Stated exercise 1.
Answer these from the additive manufacturing excerpt below:
(a) According to the excerpt, by what means may the forming control unit operate the additive manufacturing system?
(b) How is direction 125 oriented relative to the build direction?
(c) What does the excerpt say the stiffening members are not?
Stated exercise 2.
Reproduce, word for word, the portion of the additive manufacturing excerpt below running from "The additive manufacturing head 112 is" up to and including "form the component 118.".

The additive manufacturing head 112 is configured to emit energy, such as one or more laser beams, into the powder bed 110 to form layers of the component 118 from the base surface 120 upwardly towards the upper surface 122 in the build direction 123. For example, the additive manufacturing head 112 may be configured to selectively laser sinter layers of material of the powder bed 110 onto an existing lower layer of material to form the component 118.
The additive manufacturing head 112 also forms one or more stiffening members 124 on or within a main body 129 of the component 118 in the build direction 123. The stiffening members 124 are integrally formed with the main body 129 of the component 118. The stiffening member(s) 124 are formed layer-by-layer in the build direction 123. The component 118 may be devoid of ribs that are orthogonal to the build direction 123 and/or the stiffening members 124. For example, the component 118 may be devoid of ribs that span across the component 118 and orthogonally intersect or otherwise connect to the stiffening members 124. The stiffening members 124 are formed layer-by-layer through an additively manufactured process (such as via the additive manufacturing head 112 emitting the energy 116 into the powder bed 110) in the build direction 123, in contrast to a direction 125 that is perpendicular to the build direction 123.
In at least one embodiment, the additive manufacturing system 100 includes a forming control unit 126, which may be configured to control (for example, operate) the additive manufacturing system 100. The forming control unit 126 may be in communication with the additive manufacturing head 112, such as through one or more wired or wireless connections. The forming control unit 126 may be configured to operate the additive manufacturing system 100 through preprogrammed instructions stored in memory.
In operation, the additive manufacturing head 112 emits the energy 116 (such as one or more laser beams) into the powder bed 110 to form layers 128 of the component 118, thereby forming the component 118 from the base surface 120 to the upper surface 122 in a layer-by-layer manner in the build direction 123. For example, the additive manufacturing head 112 selectively laser sinters the layers 128 from material within the powder bed 110 onto previously-formed existing layers 128. The stiffening members 124 of the component 118 are formed in the same manner. That is, layers 130 of the stiffening members 124 are additively-manufactured in the build direction 123 via the additive manufacturing head 112 emitting the energy 116 into the powder bed 110. The forming control unit 126 may control the additive manufacturing head 112 during the forming process.
The stiffening members 124 are integrally formed with the additively-manufactured component 118 through the additive manufacturing system 100 and additive manufacturing process. That is, the stiffening members 124 are integrally formed with the main body 129 of the additively-manufactured component 118. The stiffening members 124 are not grids, ribs, inserts, or the like over which another material is molded or coupled.

Material.

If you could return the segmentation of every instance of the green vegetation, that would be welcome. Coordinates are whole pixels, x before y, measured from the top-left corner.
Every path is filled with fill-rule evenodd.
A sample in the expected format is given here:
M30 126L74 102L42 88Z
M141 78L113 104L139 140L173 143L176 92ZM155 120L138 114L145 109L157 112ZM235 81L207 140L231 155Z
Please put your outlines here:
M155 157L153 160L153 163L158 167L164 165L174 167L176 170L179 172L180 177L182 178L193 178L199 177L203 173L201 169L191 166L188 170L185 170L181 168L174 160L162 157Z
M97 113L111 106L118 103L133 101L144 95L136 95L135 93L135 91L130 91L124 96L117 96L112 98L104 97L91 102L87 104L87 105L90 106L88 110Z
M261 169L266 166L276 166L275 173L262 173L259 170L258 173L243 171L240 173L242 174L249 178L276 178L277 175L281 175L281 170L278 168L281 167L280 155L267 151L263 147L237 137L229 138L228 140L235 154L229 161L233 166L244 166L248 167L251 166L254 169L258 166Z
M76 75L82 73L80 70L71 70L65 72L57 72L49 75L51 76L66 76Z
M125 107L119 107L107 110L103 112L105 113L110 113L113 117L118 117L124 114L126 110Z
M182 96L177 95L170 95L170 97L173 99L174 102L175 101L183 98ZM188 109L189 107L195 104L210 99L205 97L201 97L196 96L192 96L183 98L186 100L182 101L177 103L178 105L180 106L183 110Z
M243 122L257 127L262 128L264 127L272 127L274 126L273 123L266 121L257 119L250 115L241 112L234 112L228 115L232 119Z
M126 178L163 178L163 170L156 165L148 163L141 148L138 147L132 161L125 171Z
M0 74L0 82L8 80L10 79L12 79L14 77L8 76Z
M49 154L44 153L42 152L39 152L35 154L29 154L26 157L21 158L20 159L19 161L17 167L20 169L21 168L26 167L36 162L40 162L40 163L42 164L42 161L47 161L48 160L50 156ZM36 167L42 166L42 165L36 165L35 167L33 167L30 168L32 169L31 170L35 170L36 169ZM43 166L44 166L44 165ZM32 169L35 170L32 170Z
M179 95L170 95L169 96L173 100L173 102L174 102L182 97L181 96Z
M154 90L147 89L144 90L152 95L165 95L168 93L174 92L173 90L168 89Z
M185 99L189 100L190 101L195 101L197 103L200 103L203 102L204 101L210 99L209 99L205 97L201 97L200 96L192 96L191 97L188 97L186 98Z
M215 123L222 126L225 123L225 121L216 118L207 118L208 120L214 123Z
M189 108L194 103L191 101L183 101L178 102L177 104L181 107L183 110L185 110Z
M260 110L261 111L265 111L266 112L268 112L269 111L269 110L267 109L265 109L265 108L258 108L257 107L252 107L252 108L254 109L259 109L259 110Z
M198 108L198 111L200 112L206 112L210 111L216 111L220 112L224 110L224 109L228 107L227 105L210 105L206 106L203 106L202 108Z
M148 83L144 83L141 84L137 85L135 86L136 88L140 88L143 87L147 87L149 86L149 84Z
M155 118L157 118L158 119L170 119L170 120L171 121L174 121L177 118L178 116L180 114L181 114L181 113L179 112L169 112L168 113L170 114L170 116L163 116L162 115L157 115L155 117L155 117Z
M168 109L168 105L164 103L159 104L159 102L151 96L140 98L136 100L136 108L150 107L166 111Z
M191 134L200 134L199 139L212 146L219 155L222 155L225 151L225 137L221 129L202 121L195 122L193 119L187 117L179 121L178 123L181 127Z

Full output 1.
(a) Through preprogrammed instructions stored in memory.
(b) It is perpendicular to the build direction.
(c) They are not grids, ribs, inserts, or the like over which another material is molded or coupled.

Full output 2.
The additive manufacturing head 112 is configured to emit energy, such as one or more laser beams, into the powder bed 110 to form layers of the component 118 from the base surface 120 upwardly towards the upper surface 122 in the build direction 123. For example, the additive manufacturing head 112 may be configured to selectively laser sinter layers of material of the powder bed 110 onto an existing lower layer of material to form the component 118.